» Aim of the exercise
Nothing should appear in the answer except the line containing "the door knob" and the lines following it through the end of the listing, each given exactly.

[Opening Exercise data section]

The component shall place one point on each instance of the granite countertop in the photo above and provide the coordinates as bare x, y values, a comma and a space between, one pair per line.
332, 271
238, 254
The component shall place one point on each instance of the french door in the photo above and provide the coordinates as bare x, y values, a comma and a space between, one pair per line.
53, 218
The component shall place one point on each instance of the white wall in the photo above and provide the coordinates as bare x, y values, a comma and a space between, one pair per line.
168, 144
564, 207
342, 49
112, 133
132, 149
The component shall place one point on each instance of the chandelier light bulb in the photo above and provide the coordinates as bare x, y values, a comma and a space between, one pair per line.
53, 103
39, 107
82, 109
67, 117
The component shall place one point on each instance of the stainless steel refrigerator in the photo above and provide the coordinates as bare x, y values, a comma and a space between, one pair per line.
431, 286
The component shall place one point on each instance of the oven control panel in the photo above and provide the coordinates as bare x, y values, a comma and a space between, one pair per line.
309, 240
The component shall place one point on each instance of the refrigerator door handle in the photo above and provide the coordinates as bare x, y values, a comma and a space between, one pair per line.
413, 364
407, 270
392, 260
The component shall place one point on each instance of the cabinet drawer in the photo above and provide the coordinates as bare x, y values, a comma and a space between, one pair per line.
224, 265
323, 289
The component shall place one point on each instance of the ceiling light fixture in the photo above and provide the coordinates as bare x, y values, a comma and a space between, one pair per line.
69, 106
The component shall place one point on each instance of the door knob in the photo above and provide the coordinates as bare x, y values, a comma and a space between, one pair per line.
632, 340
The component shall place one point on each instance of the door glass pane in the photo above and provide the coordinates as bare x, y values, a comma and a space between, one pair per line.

[Closing Exercise data section]

» Expected answer
The component shall place one point on each instance of the door knob in the photo above and provide the coordinates as bare x, y values, a comma and a space between, one pair per line.
632, 340
The component shall place one point on each instance of the door glass pane in the photo above and provide the coordinates as bare x, y values, a comma and a space between, one pair per line.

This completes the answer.